The dozens of low end "distributors" who handle no budget films do manage to get them into the rental realm and even into certain retail outlets for sale (until they get pulled for lack of interest from consumers), but the danger there is you are opening yourself up to the rage of hundreds of critics who will take the time to rip you and your film apart on any number of the online forums, especially IMDb, where the danger is - you end up on the Bottom 100.

There are also plenty of shady film festivals that similarly take advantage of filmmakers. And each festival you submit to generally means 35-50 bucks out of your pocket for the submission fee.

I once submitted a feature film to the New Mexico International Film Festival (now defunct of course) and found out they only accepted about 7 feature films, two of which were made by a buddy and working associate of the douchebag running the festival. Seems fair, right? Accept hundreds of submissions at 50 bucks a pop and only program 7 films, 2 of which were made by a guy you have a working relationship with?

I was DP on a feature film that managed to get into the Queens International Film Festival (now defunct of course) which as it turns out - was also a scam.

At the lower end of festivals, this is what filmmakers have to deal with. Withoutabox does not screen any festivals for the poor schmucks getting their email alerts every day about which of the 10 million festivals have a call for entries coming up. Why should they? The more festivals they can hawk to filmmakers, the more money they make. Plus, it's festival submission (not inclusion) that guarantees your film gets listed on the internet movie database (IMDb) which somehow legitimizes your film and seems to have become the booby prize for filmmakers everywhere who don't get into festivals of note.

There's even a "festival" that will charge you for an award!!! Want "Best New Director?" It's yours - for a fee. And, there's a "distributor" that offers "international distribution" for 2500 bucks (the last I checked - it's probably more now).

And when Sundance, the holy grail of film festivals, gets over 10,000 films submitted each year, you can expect that any of the top 10 domestic festivals are getting nearly as many submitted and those kinds of numbers do not make for good odds of ever having a film accepted, I'd say.

> Exercise requirements
1. Reproduce verbatim the portion of the passage on film festivals between "The dozens of" and "the submission fee.", inclusive.
2. Name every film festival that the passage on film festivals identifies by name.
The material placed after this point bears no relation to the passage on film festivals.

> Recorded data
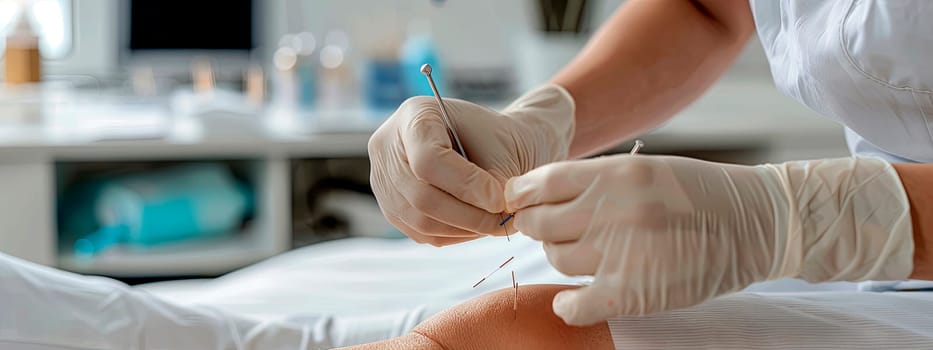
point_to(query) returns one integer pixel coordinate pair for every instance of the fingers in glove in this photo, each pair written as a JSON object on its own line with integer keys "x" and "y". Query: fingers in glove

> Answers to the tasks
1.
The dozens of low end "distributors" who handle no budget films do manage to get them into the rental realm and even into certain retail outlets for sale (until they get pulled for lack of interest from consumers), but the danger there is you are opening yourself up to the rage of hundreds of critics who will take the time to rip you and your film apart on any number of the online forums, especially IMDb, where the danger is - you end up on the Bottom 100.

There are also plenty of shady film festivals that similarly take advantage of filmmakers. And each festival you submit to generally means 35-50 bucks out of your pocket for the submission fee.

2.
- New Mexico International Film Festival
- Queens International Film Festival
- Sundance